**GIVEN TEXT:**
I ran on the grass and pavement as much as I could.  I am noticing so much, how my feet just naturally know what to do and how to maneuver around any terrain, running this way.  There is really something to having your feet “feel” the ground.  It’s like I’m not just running- I’m connecting with everything around me by my feet.  I don’t feel everything of course, but so much more than I ever have.

I notice my toes shifting constantly too.  I’m not even thinking about moving them, but they do.  They will spread out on grass or trail more, compared to pavement. I would guess because they need to sense what is coming on uneven terrain like a trail, versus a smooth surface like pavement.

It’s like my toes are milseconds ahead of the rest of me. Tonight I *almost* fell in two holes I didn’t see in the grass.  But my toes instantly felt the difference and adjusted- that quickly. One hole, it was deep. My ankle turned slighty, but my toes were already grasping at the top of the hole, and even though I felt a little twitch in my ankle, I was able to straighten it out in milliseconds.  It was fine. I didn’t even miss a step.

I just couldn’t help but think, as I ran on, if that had happened in my regular shoes, I likely would have twisted my ankle. By the time my toes and foot would have realized what was happening, my ankle would have been turned too far in the wrong direction.  There is just no way in regular shoes, my toes could feel ahead of what was coming. They couldn’t- too much padding.  The shoes cut off that feeling from the feet and toes.

I feel like my toes are almost like antennas now- effortlessly sending messages every second to my body on what to do, how to step, how to maneuver, how to strike, how to land.  In almost 3,000 miles of running I’ve done in traditionalist shoes, I just never experienced that foot, ground, body connection.  I’ve experienced it now almost every time I’ve ran, and I’m only 12 miles into running this way.  It’s quite amazing to me!

**EXERCISE TASK 1:** Please duplicate, unchanged, the part of the entries that opens with the line containing "Each instance of the utility" and closes with the last line of the entries, including both of those lines.
The running passage and the entries are unrelated to each other.

**DATA PROVIDED:**
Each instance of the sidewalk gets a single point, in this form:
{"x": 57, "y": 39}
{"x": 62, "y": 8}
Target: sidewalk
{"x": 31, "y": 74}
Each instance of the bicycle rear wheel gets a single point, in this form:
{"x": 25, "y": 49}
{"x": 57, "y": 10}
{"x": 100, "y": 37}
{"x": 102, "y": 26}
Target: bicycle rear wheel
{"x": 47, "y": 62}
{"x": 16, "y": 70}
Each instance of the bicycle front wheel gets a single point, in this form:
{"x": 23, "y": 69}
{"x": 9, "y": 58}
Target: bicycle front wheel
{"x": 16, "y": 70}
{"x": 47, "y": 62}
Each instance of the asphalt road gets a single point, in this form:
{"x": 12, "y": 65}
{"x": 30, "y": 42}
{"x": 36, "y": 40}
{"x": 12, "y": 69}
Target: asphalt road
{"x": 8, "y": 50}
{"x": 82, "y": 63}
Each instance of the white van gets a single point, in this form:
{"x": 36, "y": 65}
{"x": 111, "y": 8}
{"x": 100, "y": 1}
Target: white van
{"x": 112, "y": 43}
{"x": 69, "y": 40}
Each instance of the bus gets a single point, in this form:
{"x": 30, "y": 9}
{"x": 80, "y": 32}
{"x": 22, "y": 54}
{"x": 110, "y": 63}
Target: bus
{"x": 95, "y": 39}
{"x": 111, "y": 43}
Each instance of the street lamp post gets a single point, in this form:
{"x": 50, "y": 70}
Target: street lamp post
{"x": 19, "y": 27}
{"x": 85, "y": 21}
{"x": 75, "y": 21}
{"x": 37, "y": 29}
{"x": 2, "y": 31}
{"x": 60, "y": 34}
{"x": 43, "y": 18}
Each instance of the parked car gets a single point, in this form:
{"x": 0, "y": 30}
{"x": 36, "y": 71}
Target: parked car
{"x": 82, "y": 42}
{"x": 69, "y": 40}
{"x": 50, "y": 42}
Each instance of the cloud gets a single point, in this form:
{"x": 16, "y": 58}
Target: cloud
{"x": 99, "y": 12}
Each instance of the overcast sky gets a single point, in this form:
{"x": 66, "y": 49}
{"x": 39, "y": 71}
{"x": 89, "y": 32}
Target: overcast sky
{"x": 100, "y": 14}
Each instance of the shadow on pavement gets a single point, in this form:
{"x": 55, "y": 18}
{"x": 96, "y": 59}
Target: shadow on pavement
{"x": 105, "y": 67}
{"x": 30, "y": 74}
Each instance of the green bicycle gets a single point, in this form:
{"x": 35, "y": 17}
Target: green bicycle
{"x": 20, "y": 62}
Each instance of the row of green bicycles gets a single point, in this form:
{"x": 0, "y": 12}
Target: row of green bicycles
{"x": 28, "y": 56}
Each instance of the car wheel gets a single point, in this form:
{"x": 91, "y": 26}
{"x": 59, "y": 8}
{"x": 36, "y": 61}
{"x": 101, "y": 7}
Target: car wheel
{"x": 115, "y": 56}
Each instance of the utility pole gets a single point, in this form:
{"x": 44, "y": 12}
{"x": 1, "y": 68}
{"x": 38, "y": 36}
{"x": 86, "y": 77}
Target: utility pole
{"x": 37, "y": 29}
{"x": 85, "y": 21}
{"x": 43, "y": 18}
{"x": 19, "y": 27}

**EXERCISE TASK 2:** Set down, word for word, the part of the running passage that opens with the words containing "I just couldn’t" and closes with "feet and toes.".

**COMPLETE RESPONSE 1:**
Each instance of the utility pole gets a single point, in this form:
{"x": 44, "y": 12}
{"x": 1, "y": 68}
{"x": 38, "y": 36}
{"x": 86, "y": 77}
Target: utility pole
{"x": 37, "y": 29}
{"x": 85, "y": 21}
{"x": 43, "y": 18}
{"x": 19, "y": 27}

**COMPLETE RESPONSE 2:**
I just couldn’t help but think, as I ran on, if that had happened in my regular shoes, I likely would have twisted my ankle. By the time my toes and foot would have realized what was happening, my ankle would have been turned too far in the wrong direction.  There is just no way in regular shoes, my toes could feel ahead of what was coming. They couldn’t- too much padding.  The shoes cut off that feeling from the feet and toes.